● SET EXERCISE
Can you give the data below as a JSON list of strings, one string per line with blank lines left out, beginning at the line that has "Find the butterfly hindwing" and stopping after the line that has "123 130 129 152"?
==== DATASET EXTRACT ====
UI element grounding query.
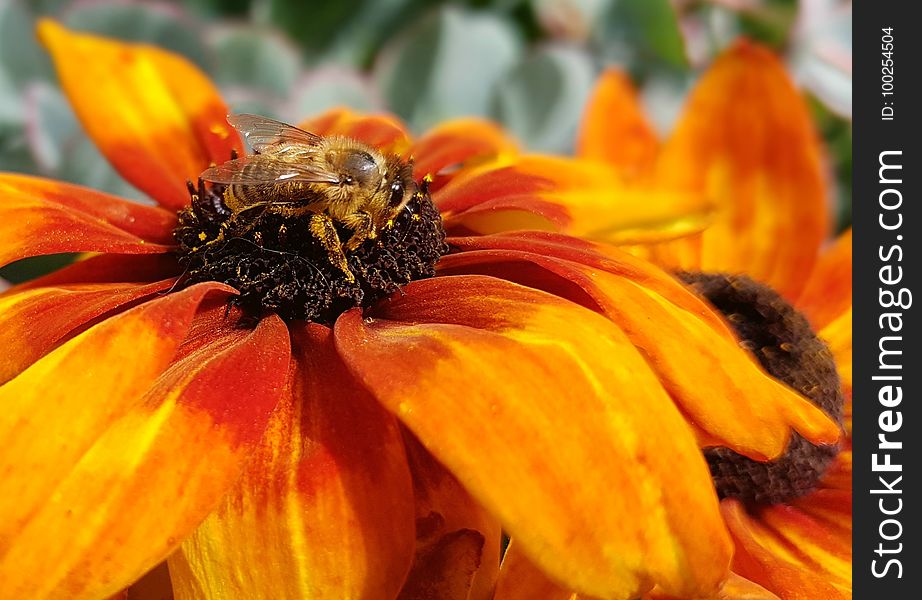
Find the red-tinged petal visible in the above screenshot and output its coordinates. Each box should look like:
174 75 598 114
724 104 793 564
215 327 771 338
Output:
====
==== DATASET EXTRACT ====
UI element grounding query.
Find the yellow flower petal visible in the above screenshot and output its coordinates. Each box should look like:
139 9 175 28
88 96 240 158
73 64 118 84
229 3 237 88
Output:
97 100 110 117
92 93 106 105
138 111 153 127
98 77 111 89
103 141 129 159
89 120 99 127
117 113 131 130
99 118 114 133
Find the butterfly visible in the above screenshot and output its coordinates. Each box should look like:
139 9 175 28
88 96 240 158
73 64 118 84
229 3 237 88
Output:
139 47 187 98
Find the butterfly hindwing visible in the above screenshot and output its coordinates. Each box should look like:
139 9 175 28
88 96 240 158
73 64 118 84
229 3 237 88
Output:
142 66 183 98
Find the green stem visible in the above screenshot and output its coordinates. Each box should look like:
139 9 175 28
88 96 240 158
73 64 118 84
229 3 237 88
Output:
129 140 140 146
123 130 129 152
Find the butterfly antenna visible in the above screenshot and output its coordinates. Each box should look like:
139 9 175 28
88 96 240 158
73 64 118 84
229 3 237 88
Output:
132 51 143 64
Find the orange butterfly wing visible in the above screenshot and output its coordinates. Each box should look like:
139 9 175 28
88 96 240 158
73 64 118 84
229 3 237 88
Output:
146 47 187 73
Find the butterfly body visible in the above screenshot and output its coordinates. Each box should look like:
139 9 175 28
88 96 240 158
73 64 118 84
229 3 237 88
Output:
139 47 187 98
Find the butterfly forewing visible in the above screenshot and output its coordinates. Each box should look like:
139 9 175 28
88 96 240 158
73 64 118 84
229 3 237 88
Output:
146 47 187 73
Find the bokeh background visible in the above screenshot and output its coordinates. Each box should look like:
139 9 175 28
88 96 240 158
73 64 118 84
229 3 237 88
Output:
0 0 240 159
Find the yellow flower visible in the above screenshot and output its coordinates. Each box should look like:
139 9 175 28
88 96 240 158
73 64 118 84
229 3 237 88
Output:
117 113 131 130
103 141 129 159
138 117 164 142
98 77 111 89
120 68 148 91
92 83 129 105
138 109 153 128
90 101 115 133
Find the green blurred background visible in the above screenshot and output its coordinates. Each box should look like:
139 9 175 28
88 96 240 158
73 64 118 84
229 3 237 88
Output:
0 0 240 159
====
● RESPONSE FOR THIS EXERCISE
[
  "Find the butterfly hindwing visible in the above screenshot and output its coordinates. Each box should look like:",
  "139 9 175 28",
  "88 96 240 158",
  "73 64 118 84",
  "229 3 237 88",
  "Output:",
  "142 66 183 98",
  "Find the green stem visible in the above screenshot and output its coordinates. Each box should look like:",
  "139 9 175 28",
  "88 96 240 158",
  "73 64 118 84",
  "229 3 237 88",
  "Output:",
  "129 140 140 146",
  "123 130 129 152"
]